Report every line in the listing below that contains the string "baseball", copying each such line in full; a match must have the same uppercase and lowercase letters.

(Stored items from a collection)
__________________________________________________

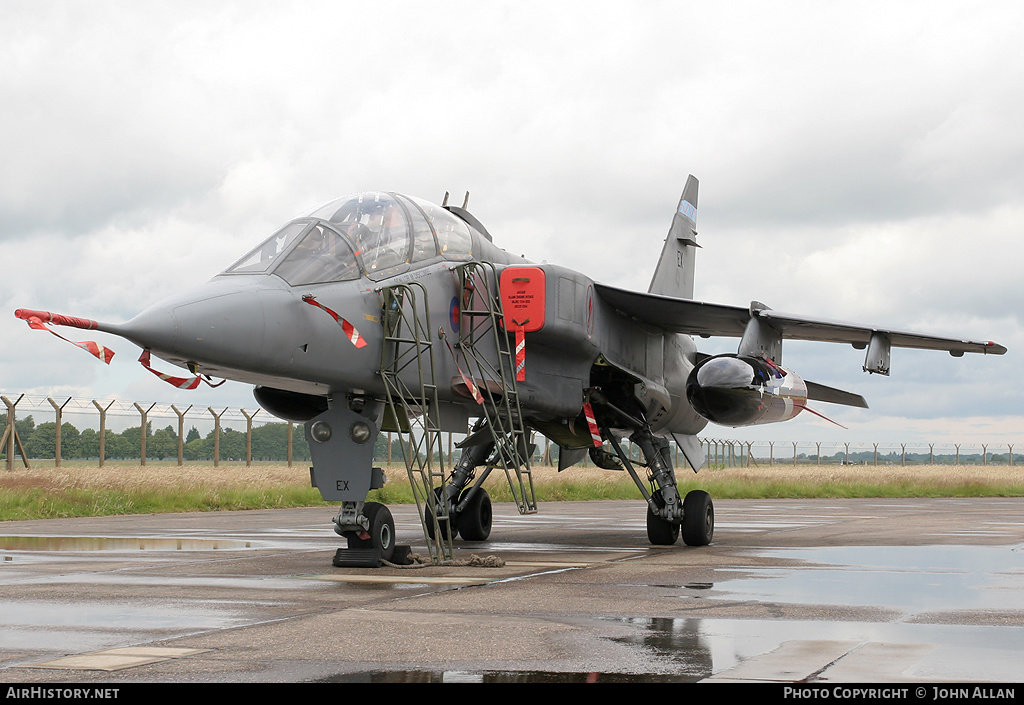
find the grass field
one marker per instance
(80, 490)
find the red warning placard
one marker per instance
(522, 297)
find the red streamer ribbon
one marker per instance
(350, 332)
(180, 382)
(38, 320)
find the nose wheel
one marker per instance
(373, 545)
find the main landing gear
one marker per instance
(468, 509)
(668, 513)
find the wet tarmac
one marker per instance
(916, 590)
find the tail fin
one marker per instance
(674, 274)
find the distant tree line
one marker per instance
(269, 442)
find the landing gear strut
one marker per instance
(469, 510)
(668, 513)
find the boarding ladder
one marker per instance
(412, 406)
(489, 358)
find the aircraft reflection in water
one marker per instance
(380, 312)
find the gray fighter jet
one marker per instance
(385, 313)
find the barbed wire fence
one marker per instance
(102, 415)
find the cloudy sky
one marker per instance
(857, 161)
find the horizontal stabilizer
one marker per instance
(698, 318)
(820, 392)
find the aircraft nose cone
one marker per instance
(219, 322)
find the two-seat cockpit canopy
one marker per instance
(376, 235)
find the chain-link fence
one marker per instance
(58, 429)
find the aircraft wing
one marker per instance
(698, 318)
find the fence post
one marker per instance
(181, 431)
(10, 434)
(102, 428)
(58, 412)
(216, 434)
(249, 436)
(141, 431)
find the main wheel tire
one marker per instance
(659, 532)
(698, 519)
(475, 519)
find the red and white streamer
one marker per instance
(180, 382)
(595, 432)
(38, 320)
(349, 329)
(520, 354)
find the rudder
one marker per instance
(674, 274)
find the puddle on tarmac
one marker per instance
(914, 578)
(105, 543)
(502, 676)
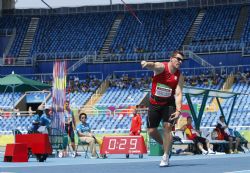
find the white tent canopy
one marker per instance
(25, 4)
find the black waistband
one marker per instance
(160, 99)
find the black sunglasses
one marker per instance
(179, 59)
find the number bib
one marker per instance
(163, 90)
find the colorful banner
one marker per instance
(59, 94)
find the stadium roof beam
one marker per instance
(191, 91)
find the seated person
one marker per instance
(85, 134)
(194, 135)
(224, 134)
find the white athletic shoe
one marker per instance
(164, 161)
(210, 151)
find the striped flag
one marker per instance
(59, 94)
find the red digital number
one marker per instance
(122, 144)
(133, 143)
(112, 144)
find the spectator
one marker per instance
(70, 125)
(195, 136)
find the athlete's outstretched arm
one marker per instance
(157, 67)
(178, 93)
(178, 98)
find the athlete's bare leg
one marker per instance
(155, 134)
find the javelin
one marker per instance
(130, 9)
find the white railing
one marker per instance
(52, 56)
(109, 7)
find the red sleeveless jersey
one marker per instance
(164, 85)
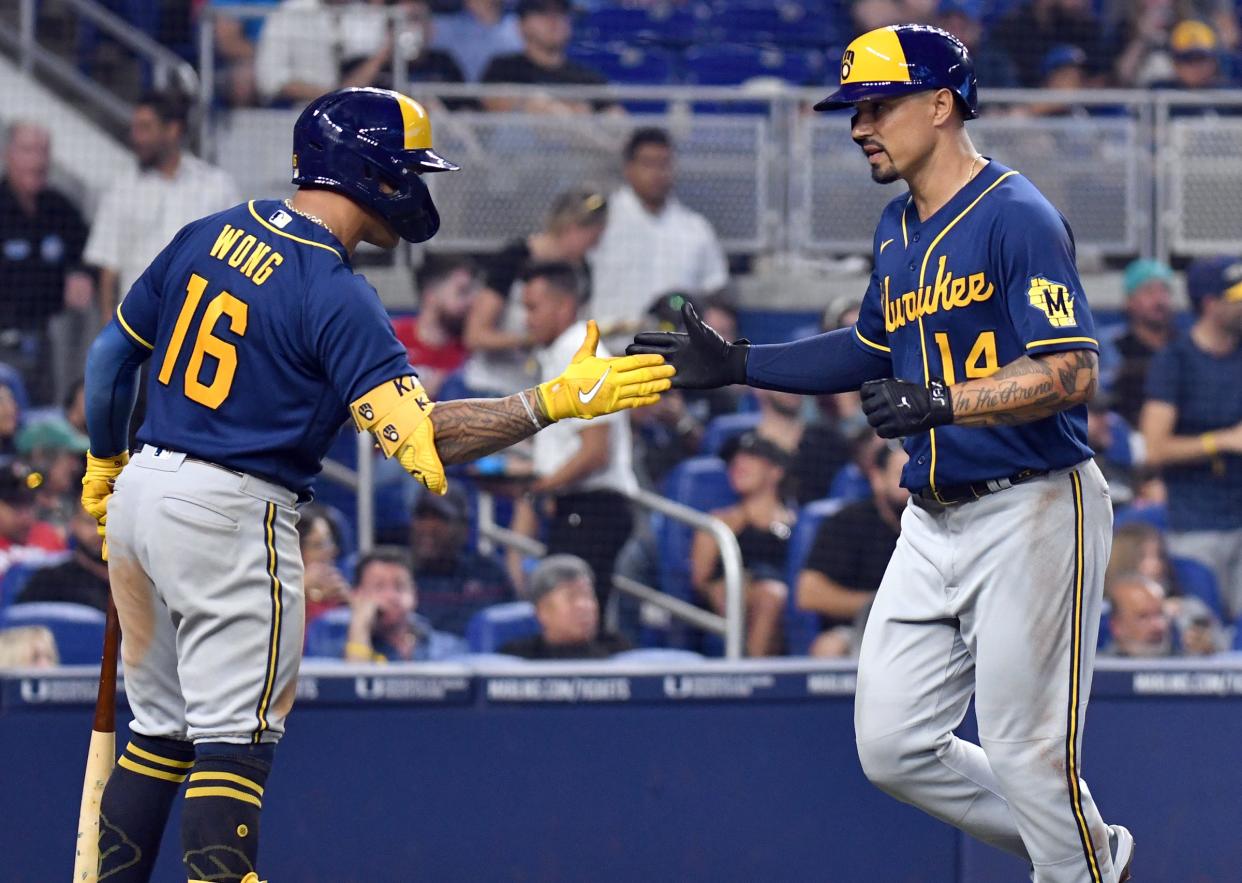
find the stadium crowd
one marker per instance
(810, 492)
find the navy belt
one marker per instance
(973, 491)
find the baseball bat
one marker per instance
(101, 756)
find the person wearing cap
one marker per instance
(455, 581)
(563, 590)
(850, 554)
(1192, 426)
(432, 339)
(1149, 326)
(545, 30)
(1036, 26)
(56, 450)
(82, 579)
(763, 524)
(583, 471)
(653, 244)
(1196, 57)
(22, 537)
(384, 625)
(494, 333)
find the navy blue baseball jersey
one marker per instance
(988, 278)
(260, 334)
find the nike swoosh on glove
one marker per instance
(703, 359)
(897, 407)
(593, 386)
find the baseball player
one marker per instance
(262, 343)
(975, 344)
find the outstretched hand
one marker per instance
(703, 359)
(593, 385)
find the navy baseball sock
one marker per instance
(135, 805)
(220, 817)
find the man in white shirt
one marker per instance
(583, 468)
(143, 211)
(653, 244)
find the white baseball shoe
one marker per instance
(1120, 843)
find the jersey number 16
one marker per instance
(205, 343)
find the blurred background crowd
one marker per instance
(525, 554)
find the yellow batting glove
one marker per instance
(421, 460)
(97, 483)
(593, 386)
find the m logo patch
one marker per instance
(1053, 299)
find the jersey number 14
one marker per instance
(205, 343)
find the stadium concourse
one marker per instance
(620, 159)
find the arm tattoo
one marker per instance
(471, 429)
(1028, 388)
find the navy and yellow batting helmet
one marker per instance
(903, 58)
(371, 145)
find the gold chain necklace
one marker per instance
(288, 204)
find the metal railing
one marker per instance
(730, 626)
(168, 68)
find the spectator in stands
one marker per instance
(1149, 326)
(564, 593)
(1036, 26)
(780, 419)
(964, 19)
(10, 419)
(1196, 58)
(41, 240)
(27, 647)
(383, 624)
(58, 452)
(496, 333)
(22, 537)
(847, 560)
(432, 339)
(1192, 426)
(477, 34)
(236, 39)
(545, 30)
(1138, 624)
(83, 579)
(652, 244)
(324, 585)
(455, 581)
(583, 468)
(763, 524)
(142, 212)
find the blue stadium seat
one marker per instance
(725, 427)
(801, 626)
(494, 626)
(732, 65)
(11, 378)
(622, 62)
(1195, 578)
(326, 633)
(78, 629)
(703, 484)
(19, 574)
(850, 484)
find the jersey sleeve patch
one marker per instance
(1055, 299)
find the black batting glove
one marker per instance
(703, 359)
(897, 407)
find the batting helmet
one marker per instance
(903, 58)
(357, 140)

__________________________________________________

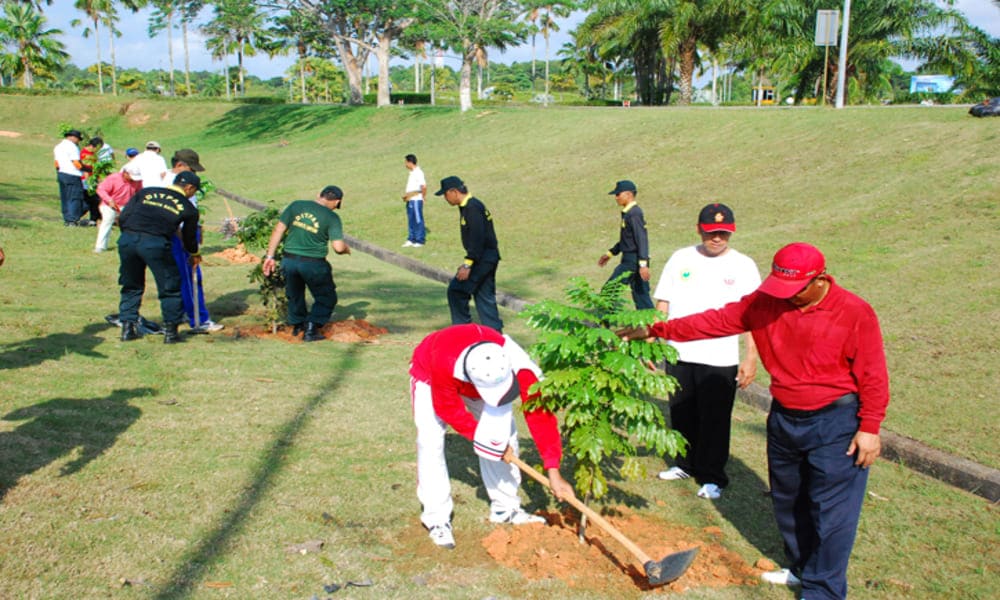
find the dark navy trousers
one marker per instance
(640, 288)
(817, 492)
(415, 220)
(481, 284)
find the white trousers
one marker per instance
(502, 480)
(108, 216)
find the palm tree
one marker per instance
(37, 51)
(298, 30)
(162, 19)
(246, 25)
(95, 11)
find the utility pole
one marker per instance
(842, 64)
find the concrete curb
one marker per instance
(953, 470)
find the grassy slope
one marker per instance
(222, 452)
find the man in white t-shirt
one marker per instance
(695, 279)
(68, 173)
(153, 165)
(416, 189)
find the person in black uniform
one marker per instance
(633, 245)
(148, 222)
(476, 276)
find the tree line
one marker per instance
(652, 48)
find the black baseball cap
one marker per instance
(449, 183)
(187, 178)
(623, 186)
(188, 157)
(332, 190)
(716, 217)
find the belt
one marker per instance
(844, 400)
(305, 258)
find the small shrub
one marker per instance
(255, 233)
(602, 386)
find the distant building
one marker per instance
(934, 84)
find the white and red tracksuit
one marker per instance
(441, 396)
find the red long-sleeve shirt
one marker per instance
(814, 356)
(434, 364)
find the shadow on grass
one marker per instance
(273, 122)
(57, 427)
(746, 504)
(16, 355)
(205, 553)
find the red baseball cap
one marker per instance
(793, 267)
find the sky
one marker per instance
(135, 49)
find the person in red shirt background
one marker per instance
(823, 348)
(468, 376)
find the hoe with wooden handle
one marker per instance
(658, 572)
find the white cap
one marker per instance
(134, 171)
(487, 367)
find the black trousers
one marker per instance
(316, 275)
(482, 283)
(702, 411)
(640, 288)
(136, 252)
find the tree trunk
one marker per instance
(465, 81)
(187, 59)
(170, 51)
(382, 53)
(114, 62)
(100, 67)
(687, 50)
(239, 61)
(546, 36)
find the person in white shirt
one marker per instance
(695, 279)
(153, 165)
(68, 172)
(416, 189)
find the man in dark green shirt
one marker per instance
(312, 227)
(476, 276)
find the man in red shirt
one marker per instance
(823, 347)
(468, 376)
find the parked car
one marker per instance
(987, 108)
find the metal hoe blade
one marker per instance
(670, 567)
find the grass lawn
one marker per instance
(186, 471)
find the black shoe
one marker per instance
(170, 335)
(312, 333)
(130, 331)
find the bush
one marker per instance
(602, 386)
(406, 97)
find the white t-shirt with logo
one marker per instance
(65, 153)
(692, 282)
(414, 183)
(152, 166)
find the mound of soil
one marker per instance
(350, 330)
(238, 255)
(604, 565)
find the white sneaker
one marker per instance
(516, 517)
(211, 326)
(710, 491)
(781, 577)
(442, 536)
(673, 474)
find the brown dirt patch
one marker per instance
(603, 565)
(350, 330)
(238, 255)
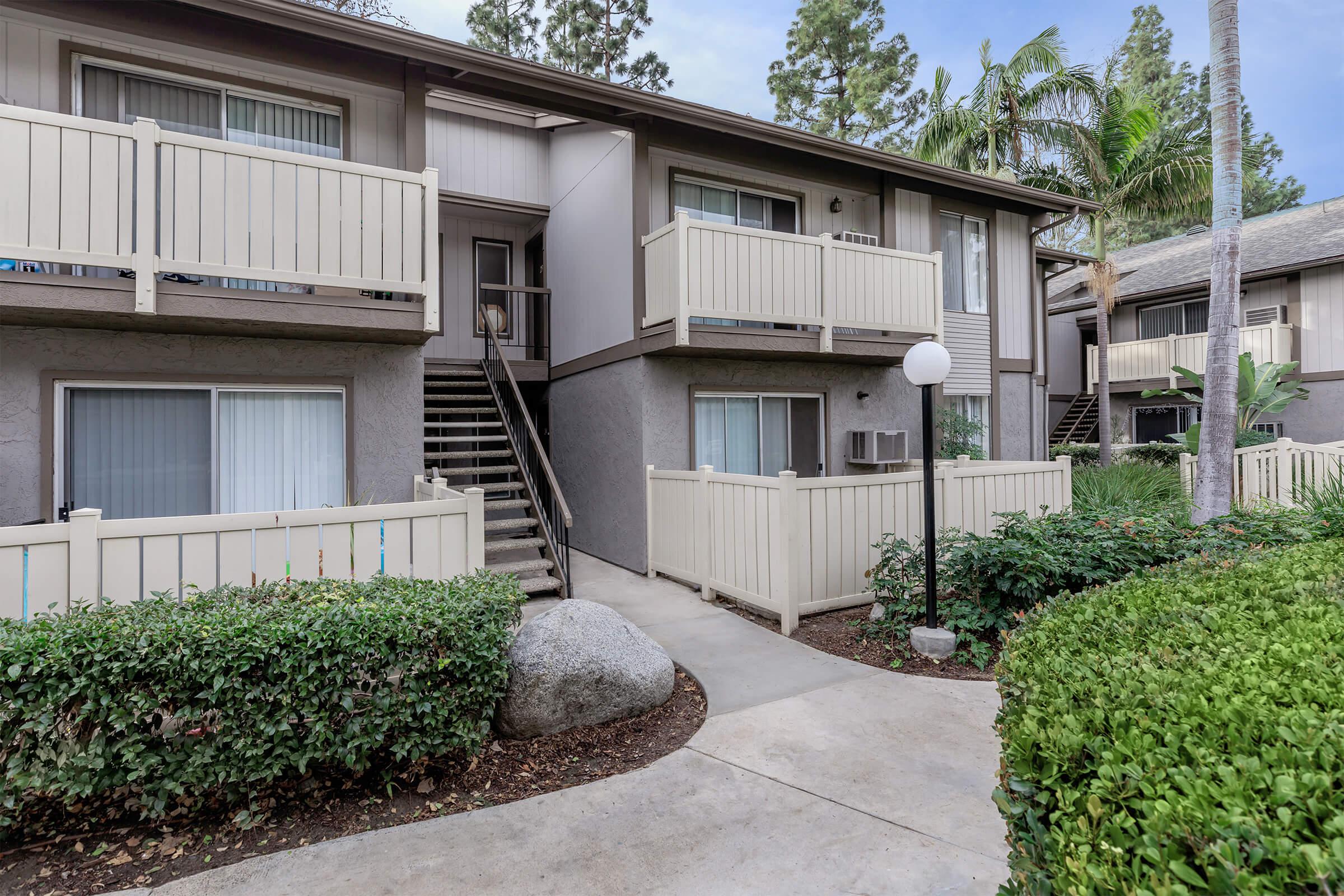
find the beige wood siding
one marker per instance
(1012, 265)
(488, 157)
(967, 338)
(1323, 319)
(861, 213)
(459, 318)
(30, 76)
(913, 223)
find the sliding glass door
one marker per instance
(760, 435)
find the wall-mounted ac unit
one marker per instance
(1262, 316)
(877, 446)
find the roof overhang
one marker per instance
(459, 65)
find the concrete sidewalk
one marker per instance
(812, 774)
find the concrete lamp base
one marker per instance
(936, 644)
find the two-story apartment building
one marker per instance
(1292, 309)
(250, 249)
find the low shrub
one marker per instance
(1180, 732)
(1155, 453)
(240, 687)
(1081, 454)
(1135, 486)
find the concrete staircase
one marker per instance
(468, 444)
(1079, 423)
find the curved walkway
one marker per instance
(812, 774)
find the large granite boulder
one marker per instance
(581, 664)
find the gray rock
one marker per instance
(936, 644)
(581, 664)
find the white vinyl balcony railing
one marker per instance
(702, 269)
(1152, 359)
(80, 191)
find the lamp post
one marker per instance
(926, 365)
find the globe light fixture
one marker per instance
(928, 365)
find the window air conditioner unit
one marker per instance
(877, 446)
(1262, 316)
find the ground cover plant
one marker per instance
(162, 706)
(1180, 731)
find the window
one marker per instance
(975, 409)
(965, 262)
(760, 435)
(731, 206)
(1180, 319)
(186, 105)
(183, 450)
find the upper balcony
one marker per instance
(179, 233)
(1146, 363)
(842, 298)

__________________________________________________

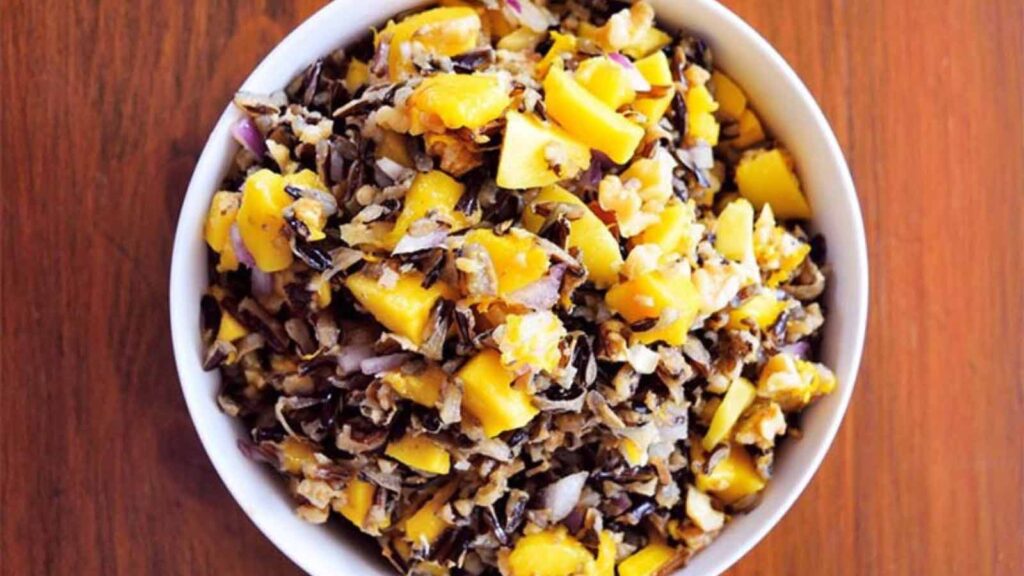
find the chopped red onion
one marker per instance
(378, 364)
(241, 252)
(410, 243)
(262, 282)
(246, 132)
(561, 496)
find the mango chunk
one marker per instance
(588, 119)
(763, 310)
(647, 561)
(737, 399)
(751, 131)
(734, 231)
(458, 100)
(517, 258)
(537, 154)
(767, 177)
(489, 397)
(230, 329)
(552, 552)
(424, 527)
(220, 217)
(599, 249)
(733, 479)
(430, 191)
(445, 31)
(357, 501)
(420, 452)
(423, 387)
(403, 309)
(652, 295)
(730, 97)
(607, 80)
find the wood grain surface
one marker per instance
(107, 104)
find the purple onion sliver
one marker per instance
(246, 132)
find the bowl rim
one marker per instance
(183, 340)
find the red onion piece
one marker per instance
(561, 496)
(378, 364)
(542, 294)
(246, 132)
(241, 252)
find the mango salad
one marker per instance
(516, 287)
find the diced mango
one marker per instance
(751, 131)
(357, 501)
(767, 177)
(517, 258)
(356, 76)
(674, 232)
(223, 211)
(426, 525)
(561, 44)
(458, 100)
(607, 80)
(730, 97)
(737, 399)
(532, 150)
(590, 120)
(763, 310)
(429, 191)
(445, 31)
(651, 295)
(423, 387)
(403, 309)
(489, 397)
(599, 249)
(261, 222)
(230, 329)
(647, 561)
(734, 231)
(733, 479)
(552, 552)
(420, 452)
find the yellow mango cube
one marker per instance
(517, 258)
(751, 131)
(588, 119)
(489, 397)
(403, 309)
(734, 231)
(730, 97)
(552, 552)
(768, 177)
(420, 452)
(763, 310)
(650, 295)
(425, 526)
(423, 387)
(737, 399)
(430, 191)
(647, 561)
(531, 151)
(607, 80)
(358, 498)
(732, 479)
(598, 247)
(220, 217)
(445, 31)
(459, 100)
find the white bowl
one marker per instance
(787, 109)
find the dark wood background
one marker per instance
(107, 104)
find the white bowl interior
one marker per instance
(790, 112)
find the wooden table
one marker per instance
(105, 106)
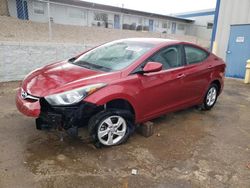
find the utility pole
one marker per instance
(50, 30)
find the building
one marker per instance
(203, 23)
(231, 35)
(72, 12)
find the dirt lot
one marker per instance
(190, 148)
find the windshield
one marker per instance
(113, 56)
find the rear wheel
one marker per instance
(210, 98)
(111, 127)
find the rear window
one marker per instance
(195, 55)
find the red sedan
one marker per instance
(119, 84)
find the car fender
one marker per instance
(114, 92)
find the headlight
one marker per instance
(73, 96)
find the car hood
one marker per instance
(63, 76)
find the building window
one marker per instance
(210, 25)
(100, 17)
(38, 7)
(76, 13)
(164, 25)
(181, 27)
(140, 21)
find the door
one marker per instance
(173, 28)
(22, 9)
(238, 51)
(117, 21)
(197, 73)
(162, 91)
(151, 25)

__________________________________________________

*THE COMPLETED TASK*.
find the baseball bat
find the navy blue baseball jersey
find the baseball player
find the navy baseball sock
find the white baseball shoe
find the black baseball cap
find the red baseball cap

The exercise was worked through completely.